=== TEXT PASSAGE ===
Andy Isabella (born November 18, 1996) is an American football wide receiver for the Baltimore Ravens of the National Football League (NFL). He played college football at Massachusetts, and was selected by the Arizona Cardinals in the second round of the 2019 NFL Draft.

Early years
Isabella attended Mayfield High School in Mayfield, Ohio. Isabella ran track in high school. In his senior year of high school, Isabella won the state title in the 100-meter dash, beating fellow sprinter and future Cleveland Browns cornerback Denzel Ward in a close race. He committed to the University of Massachusetts to play college football. Isabella is of Italian heritage.

College career
Isabella played at UMass from 2015 to 2018. Initially recruited as a running back, he converted to wide receiver his sophomore year. During his career he had 231 receptions for 3,526 yards and 30 touchdowns. As a senior, he was an All-American and was a finalist for the Fred Biletnikoff Award.
=== DATA LINES ===
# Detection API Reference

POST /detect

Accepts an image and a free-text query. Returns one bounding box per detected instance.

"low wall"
===
▸ EXERCISES TO COMPLETE:
**a)** In the Andy Isabella biography, reproduce the passage between "Andy Isabella (born" and "2019 NFL Draft.", inclusive.
**b)** Name every NFL team mentioned in the Andy Isabella biography.
**c)** Extend the Andy Isabella biography past its final sentence.
The listing plays no part in what follows and can be left aside.

▸ ANSWERS FOR THE EXERCISE:
**a)**
Andy Isabella (born November 18, 1996) is an American football wide receiver for the Baltimore Ravens of the National Football League (NFL). He played college football at Massachusetts, and was selected by the Arizona Cardinals in the second round of the 2019 NFL Draft.

**b)**
Baltimore Ravens
Arizona Cardinals
Cleveland Browns

**c)**
In 2018, he led the country in receiving yards per game (141.5) and was named to the 2018 College Football All-America Team. Isabella was Pro Football Focus's highest rated wide receiver in college football, posting a season grade of 93.2.

College statistics

Professional career 

Isabella declared for the 2019 NFL Draft after his senior season. At the combine, Isabella ran a 4.31 second 40 yard dash, which was the third fastest time at that year's combine, tied with Ohio State wide receiver Parris Campbell.

Arizona Cardinals
Isabella was drafted by the Arizona Cardinals with the 62nd overall pick in the second round of the draft. The Cardinals acquired this selection in a trade that sent Josh Rosen to the Miami Dolphins.
In Week 9 against the San Francisco 49ers, Isabella caught one pass for an 88-yard touchdown in the 28-25 loss.  This was Isabella's first career receiving touchdown in the NFL. He finished his rookie season with nine receptions for 189 receiving yards and one receiving touchdown.

In Week 3 of the 2020 season, Isabella recorded four receptions for 47 receiving yards and two touchdowns in the 26–23 loss to the Detroit Lions.

Isabella entered the 2021 season sixth on the Cardinals wide receiver depth chart, and only had one catch the entire season and was inactive for half the season.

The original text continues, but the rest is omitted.